- **Tarefa a fazer**: Copie do texto sobre a crise dos processos judiciais o trecho que começa em "MANCUSO, Rodolfo de" e vai até "da litigiosidade contida.", incluindo essas palavras.

- **Texto fornecido**:
MANCUSO, Rodolfo de Camargo. Acesso à justiça: condicionantes legítimas e ilegítimas. São Paulo: RT, 2011.

“A crise numérica dos processos judiciais e suas concausas”, título do segundo capítulo da obra, versa sobre os diversos fatores que, segundo o autor, embasam e retroalimentam a crise enfrentada no âmbito do Poder Judiciário. Em síntese, aponta-se que os fatores que atuam como as concausas da crise são a nomocracia; a cultura demandista; a judicialização da política e a politização da justiça; a inefetividade prática dos provimentos judiciais de natureza condenatória; a litigância habitual; a expansão da estrutura do Poder Judiciário; e a explosão da litigiosidade contida.

- **Trechos dos itens**:
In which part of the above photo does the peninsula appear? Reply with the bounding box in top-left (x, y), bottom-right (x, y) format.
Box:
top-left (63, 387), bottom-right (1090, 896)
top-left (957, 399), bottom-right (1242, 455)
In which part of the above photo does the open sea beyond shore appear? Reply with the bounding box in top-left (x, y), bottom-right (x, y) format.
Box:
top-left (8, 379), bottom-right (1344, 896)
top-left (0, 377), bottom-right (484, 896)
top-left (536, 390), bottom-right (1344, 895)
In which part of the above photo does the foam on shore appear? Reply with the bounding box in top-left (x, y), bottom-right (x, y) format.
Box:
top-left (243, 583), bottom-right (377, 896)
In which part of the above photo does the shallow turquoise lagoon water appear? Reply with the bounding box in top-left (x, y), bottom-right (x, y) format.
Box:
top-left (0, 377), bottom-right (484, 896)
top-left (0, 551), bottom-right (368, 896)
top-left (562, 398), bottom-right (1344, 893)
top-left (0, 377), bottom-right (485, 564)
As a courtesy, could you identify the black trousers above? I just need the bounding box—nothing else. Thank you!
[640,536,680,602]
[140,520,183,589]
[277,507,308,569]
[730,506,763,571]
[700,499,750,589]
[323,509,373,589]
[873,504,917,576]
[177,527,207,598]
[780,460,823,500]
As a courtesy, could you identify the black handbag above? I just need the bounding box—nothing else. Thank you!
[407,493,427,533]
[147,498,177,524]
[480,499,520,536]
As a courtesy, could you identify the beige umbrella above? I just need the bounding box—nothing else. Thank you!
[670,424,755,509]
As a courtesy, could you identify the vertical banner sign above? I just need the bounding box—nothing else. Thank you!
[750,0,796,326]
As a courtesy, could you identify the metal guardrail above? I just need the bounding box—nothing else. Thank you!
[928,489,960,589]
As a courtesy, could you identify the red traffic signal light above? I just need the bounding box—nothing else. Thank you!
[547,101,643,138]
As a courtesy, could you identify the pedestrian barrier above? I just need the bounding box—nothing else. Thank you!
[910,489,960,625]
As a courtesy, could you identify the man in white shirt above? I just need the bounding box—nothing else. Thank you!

- **Tarefa concluída**:
MANCUSO, Rodolfo de Camargo. Acesso à justiça: condicionantes legítimas e ilegítimas. São Paulo: RT, 2011.

“A crise numérica dos processos judiciais e suas concausas”, título do segundo capítulo da obra, versa sobre os diversos fatores que, segundo o autor, embasam e retroalimentam a crise enfrentada no âmbito do Poder Judiciário. Em síntese, aponta-se que os fatores que atuam como as concausas da crise são a nomocracia; a cultura demandista; a judicialização da política e a politização da justiça; a inefetividade prática dos provimentos judiciais de natureza condenatória; a litigância habitual; a expansão da estrutura do Poder Judiciário; e a explosão da litigiosidade contida.